__WHAT TO WORK ON__. Copy each line of the records below that mentions the word "there".

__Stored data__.

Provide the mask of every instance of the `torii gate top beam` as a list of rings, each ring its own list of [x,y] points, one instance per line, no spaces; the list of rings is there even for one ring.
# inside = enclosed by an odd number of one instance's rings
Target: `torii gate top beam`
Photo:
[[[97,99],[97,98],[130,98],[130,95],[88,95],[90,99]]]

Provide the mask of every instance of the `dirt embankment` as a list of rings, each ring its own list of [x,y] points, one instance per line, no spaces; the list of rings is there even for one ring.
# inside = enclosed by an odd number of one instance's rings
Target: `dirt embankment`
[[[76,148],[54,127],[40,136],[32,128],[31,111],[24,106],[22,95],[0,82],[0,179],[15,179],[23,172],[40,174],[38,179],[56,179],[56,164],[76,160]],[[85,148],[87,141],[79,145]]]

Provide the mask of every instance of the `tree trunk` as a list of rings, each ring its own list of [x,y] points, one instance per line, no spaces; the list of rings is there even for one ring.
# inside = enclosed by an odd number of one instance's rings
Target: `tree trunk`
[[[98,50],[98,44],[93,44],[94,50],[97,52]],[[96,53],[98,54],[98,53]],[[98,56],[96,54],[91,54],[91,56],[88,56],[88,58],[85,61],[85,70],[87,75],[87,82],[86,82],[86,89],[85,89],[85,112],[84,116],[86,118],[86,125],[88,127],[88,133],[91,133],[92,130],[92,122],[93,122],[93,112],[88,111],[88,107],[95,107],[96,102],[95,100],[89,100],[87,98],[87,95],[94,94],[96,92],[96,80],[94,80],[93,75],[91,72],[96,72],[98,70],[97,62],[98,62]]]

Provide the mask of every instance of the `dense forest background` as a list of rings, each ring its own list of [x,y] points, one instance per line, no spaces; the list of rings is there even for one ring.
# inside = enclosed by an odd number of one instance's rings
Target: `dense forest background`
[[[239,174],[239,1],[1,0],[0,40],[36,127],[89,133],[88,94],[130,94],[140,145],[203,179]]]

__YOUR SOLUTION__.
Provide the mask of every instance of the `torii gate top beam` as a list of rings, each ring its own list of [x,y] points, one instance per line, no spaces; the list of rings is there even for one ring.
Provide the mask of every instance of the `dirt embankment` as a list of rings, each ring its own list of [x,y] points, one instance per line, no spaces; the list of rings is there even for one ring.
Provide the mask of every instance of the `tree trunk` as a list of rings, each ring its own list of [x,y] points, one instance per line, no spaces; the list of rings is there even for one ring.
Provide the mask of every instance of the `dense forest background` as a list of rings, each ring its own list of [x,y] points, one instance per line, no spaces; the list of rings is there even for one ring.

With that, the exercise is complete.